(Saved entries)
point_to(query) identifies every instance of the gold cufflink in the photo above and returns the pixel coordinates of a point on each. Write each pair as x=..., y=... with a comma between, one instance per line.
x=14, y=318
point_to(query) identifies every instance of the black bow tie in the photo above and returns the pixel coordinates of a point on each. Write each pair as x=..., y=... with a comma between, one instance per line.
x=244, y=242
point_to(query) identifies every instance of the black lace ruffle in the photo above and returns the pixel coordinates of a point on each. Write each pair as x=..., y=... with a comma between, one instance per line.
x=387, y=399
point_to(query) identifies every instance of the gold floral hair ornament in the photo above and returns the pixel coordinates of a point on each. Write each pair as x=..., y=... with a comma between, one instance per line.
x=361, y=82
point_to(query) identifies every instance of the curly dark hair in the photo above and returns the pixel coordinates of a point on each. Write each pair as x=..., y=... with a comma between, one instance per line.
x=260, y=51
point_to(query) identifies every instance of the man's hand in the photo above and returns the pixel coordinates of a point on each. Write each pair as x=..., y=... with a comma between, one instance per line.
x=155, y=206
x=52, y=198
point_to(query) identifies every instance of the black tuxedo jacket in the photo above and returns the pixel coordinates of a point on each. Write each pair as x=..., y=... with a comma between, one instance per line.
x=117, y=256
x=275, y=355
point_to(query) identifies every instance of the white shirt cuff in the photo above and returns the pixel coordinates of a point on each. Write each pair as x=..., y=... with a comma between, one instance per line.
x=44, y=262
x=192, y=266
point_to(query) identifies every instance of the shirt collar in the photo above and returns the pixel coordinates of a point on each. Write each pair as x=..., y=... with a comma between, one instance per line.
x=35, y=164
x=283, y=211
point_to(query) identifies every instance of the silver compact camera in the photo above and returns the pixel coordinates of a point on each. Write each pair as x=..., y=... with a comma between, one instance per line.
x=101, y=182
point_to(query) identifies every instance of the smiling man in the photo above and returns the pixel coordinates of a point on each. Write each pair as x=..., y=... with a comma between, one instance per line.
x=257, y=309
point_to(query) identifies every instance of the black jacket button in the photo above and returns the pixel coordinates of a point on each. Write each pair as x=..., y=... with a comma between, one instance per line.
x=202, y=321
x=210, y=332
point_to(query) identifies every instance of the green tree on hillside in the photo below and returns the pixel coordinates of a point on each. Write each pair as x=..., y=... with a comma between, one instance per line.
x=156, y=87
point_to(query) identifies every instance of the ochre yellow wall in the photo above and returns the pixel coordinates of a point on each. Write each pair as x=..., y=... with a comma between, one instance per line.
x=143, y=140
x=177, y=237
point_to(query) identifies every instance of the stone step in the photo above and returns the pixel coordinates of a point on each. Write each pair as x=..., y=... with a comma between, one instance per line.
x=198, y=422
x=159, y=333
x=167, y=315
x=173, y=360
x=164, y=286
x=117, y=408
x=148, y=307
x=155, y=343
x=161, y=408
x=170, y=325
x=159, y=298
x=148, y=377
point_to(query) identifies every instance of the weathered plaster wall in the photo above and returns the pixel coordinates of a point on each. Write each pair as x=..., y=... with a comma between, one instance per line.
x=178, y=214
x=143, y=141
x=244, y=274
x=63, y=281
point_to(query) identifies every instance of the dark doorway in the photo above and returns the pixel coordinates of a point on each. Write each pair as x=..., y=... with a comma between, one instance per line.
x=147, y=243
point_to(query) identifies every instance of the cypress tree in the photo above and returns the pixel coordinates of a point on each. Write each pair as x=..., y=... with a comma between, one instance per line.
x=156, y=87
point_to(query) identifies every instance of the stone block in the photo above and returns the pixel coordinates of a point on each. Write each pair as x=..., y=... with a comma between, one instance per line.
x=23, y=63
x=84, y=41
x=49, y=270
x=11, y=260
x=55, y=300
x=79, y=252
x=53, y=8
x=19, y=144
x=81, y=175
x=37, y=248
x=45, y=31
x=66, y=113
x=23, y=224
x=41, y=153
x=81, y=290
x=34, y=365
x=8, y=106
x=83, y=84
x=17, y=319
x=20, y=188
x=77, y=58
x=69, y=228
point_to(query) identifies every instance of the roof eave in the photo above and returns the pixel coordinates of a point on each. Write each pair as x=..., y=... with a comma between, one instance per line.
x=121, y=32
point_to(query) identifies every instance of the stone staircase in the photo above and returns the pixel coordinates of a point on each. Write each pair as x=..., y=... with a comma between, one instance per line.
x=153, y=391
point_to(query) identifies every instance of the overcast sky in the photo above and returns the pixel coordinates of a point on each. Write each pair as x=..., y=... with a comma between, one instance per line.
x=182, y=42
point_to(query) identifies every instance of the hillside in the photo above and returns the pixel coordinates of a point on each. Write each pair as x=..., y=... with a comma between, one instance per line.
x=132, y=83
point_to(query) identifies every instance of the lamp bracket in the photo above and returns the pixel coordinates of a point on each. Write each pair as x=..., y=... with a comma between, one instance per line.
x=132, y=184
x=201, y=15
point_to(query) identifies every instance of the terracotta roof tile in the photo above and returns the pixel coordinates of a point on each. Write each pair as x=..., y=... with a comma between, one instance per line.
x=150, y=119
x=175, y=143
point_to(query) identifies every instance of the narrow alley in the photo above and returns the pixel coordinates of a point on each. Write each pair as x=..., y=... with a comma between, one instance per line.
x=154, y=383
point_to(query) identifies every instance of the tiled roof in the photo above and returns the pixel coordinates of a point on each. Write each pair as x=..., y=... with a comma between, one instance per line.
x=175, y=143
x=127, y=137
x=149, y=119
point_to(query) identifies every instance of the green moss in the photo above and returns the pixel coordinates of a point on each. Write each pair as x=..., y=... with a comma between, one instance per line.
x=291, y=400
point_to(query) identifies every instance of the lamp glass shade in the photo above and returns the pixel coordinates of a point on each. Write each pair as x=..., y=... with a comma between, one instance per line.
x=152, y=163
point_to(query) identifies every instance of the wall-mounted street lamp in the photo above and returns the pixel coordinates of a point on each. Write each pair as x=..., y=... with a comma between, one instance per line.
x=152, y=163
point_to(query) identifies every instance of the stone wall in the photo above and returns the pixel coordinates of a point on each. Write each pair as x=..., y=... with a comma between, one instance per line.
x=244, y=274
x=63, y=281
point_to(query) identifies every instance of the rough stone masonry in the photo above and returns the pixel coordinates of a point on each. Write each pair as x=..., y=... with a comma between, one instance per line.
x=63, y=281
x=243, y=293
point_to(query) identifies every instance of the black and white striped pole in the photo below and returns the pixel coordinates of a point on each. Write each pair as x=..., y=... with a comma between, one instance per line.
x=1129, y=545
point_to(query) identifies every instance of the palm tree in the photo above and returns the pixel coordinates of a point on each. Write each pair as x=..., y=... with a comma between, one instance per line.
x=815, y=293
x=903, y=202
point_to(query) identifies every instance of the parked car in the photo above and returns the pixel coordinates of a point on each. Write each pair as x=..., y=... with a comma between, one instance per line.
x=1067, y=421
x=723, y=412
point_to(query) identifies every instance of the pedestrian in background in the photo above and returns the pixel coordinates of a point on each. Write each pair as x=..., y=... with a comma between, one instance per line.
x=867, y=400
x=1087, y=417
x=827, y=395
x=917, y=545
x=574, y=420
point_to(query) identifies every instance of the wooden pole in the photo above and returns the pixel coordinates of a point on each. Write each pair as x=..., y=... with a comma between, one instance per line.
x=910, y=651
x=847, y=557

- YOUR INSTRUCTIONS
Without altering a single word, set down all the entries again.

- OUTPUT FOR THIS EXERCISE
point_to(query) identifies every instance of the gold cufflink in the photo above and returns the pixel coordinates of a point on each. Write each pair as x=..., y=... with a comma between, one instance per line.
x=14, y=318
point_to(query) identifies every instance of the black bow tie in the photo above and returns the pixel coordinates of a point on each. Write each pair as x=..., y=... with a comma between, one instance per line.
x=244, y=242
point_to(query) identifies every instance of the black lace ruffle in the photo above and returns the pixel coordinates of a point on each. Write each pair as x=..., y=... with a comma between, one instance per line.
x=387, y=399
point_to(query) identifies every instance of the gold floral hair ornament in the photo above and returns the pixel coordinates of a point on each. Write each pair as x=..., y=... with a comma between, one instance per line.
x=361, y=82
point_to(query) identifies every instance of the curly dark hair in the photo above and returns the pixel coordinates of a point on each. Write each pair as x=..., y=... with a comma between, one instance per line.
x=260, y=51
point_to(query) identifies every instance of the man's hand in the photo above and returns the pixel coordinates of a point on each. Write each pair as x=..., y=... with a comma between, one instance per line.
x=155, y=206
x=52, y=198
point_to(query) identifies every instance of the black tuxedo jacket in the photo above and returns the pixel coordinates of a point on each. Write each pair as x=..., y=... with a comma between, one instance per line.
x=117, y=256
x=275, y=355
point_to(query) identifies every instance of the white shirt cuff in the photo above and returns the pixel coordinates of a point on each. Write each pair as x=..., y=... with a comma between, one instance per line.
x=44, y=262
x=192, y=266
point_to(query) identifies every instance of the shirt collar in the photo above and returns the pixel coordinates of a point on each. Write each pair as x=..., y=... with a comma between, one instance per line.
x=35, y=164
x=283, y=211
point_to(query) identifies every instance of the silver compact camera in the photo above and returns the pixel coordinates of a point on each. Write each pair as x=..., y=... with a comma between, one instance per line.
x=101, y=182
point_to(query) identifies every instance of the smiling man in the photo above and returns the pixel coordinates of a point on each. Write each pair as x=..., y=... with a comma between, one instance per line.
x=257, y=309
point_to(query) identifies every instance of the black jacket button in the photo above and returns the pixel coordinates of a point on each. Write each pair as x=..., y=... with a comma between, one instance per line.
x=202, y=321
x=210, y=332
point_to(query) identifies every instance of the green tree on hillside in the photo below and returns the pixel coordinates of a point on each. Write each pair as x=..., y=... with a comma between, one instance per line.
x=156, y=87
point_to(query) identifies every instance of the ochre yellow wall in the photo above and returns the pixel coordinates of a point on each. Write each pair as x=..., y=... with a comma between, one instance per line.
x=143, y=140
x=177, y=237
point_to(query) identifies every instance of the stone step in the photo above and returns the pixel coordinates of a point on each. Write each pair as x=..., y=... with a comma between, one instance per line.
x=198, y=422
x=159, y=333
x=167, y=315
x=173, y=360
x=164, y=286
x=117, y=408
x=148, y=307
x=155, y=343
x=161, y=408
x=170, y=325
x=159, y=298
x=148, y=377
point_to(query) identifies every instance of the weathered plaster wall in the photo above and returns the pixel coordinates of a point on each. Write each pair as x=..., y=... with a comma between, one instance per line.
x=178, y=214
x=143, y=141
x=244, y=274
x=63, y=281
point_to(query) identifies every instance of the dark doorway in the photo above and returns the pixel coordinates of a point on each. Write each pair as x=..., y=... with a comma between, one instance per line.
x=147, y=243
point_to(query) identifies every instance of the cypress tree in the photo above and returns the pixel coordinates of a point on each. Write each pair as x=..., y=... with a comma between, one instance per line.
x=156, y=87
point_to(query) identifies every instance of the stone block in the photo above and returns the pixel coordinates of a point on each. Write each pair as x=..., y=... with a comma between, one instance per line.
x=23, y=63
x=84, y=41
x=49, y=270
x=11, y=260
x=55, y=300
x=79, y=252
x=53, y=8
x=19, y=144
x=81, y=175
x=37, y=248
x=45, y=31
x=66, y=113
x=23, y=224
x=41, y=153
x=81, y=290
x=34, y=365
x=8, y=106
x=83, y=84
x=17, y=319
x=20, y=188
x=77, y=58
x=69, y=228
point_to(query) identifies every instance of the roof eave in the photo above and returns the pixel coordinates of a point on each. Write each pair as x=..., y=... with a comma between, one instance per line.
x=121, y=32
point_to(query) identifies every instance of the stone staircase in the photo above and returns the pixel coordinates of a point on each. Write each pair as x=..., y=... with a comma between, one instance per line.
x=153, y=391
point_to(query) identifies every instance of the overcast sky in the photo above and returns the pixel coordinates of a point on each. Write each pair as x=..., y=... with a comma between, one instance per line.
x=182, y=42
point_to(query) identifies every instance of the hillside in the photo above and returns the pixel coordinates of a point on each. Write each pair as x=..., y=... with a comma between, one instance per line.
x=132, y=83
point_to(query) identifies every instance of the lamp bracket in the photo above and returns the pixel coordinates of a point on each. Write each pair as x=..., y=... with a comma between, one instance per line.
x=132, y=184
x=201, y=15
point_to(query) identifies every instance of the terracotta roof tile in the photo above and returns the pixel coordinates of a point on each. Write each pair as x=..., y=... with a comma between, one instance per line.
x=150, y=119
x=175, y=143
point_to(query) identifies every instance of the narrow alley in the photo above and returns the pixel coordinates of a point on each. Write each pair as x=..., y=... with a comma between, one instance per line.
x=154, y=383
point_to(query) identifies every instance of the tiled roof in the photo above and returns the pixel coordinates of a point on each. Write each pair as x=..., y=... with a comma between, one instance per line.
x=175, y=143
x=127, y=137
x=149, y=119
point_to(query) identifies every instance of the green moss in the photo above and returns the pixel coordinates of a point on each. Write each pair as x=..., y=... with a comma between, one instance per line.
x=291, y=400
point_to(query) identifies every instance of the lamp glass shade in the photo above and returns the pixel coordinates of a point on each. Write each pair as x=..., y=... with a comma between, one instance per line.
x=152, y=163
point_to(query) identifies every instance of the wall-mounted street lamp in the photo above and returns the pixel coordinates of a point on each. Write each pair as x=..., y=... with a comma between, one instance per line.
x=152, y=163
point_to(query) identifies every instance of the stone wall in the photo above and returns the pixel coordinates of a point on each. Write each pair as x=..., y=... with a comma between, one instance per line.
x=244, y=274
x=63, y=281
point_to(query) identifies every instance of the rough stone masonry in the photo above and returns the pixel coordinates of a point on each. Write each pair as x=..., y=... with a comma between, one instance per line.
x=63, y=281
x=243, y=293
point_to(query) identifies every instance of the black and white striped pole in the photo below and returns the pixel coordinates of a point on each. Write each pair as x=..., y=... with a comma between, one instance per line.
x=1129, y=545
point_to(query) identifies every instance of the palm tree in the photo above and returns the pixel coordinates of a point on each. Write each pair as x=..., y=... with a comma between, one instance per line.
x=815, y=293
x=903, y=202
point_to(query) identifies every instance of the parked car in the photo above and returns the pixel coordinates of a point on each. Write each pair as x=..., y=... with a comma between, one instance per line.
x=1067, y=421
x=723, y=412
point_to(query) identifies every instance of the pedestrian in background in the photo above and returns the pixel coordinates of a point on each. Write each pair as x=..., y=... with a comma between, one instance per line.
x=867, y=400
x=1087, y=417
x=827, y=395
x=917, y=545
x=574, y=420
point_to(query) identifies every instance of the wooden pole in the photo above and returns the pixel coordinates of a point on each. Write each pair as x=..., y=... with a comma between, one instance per line.
x=910, y=651
x=847, y=557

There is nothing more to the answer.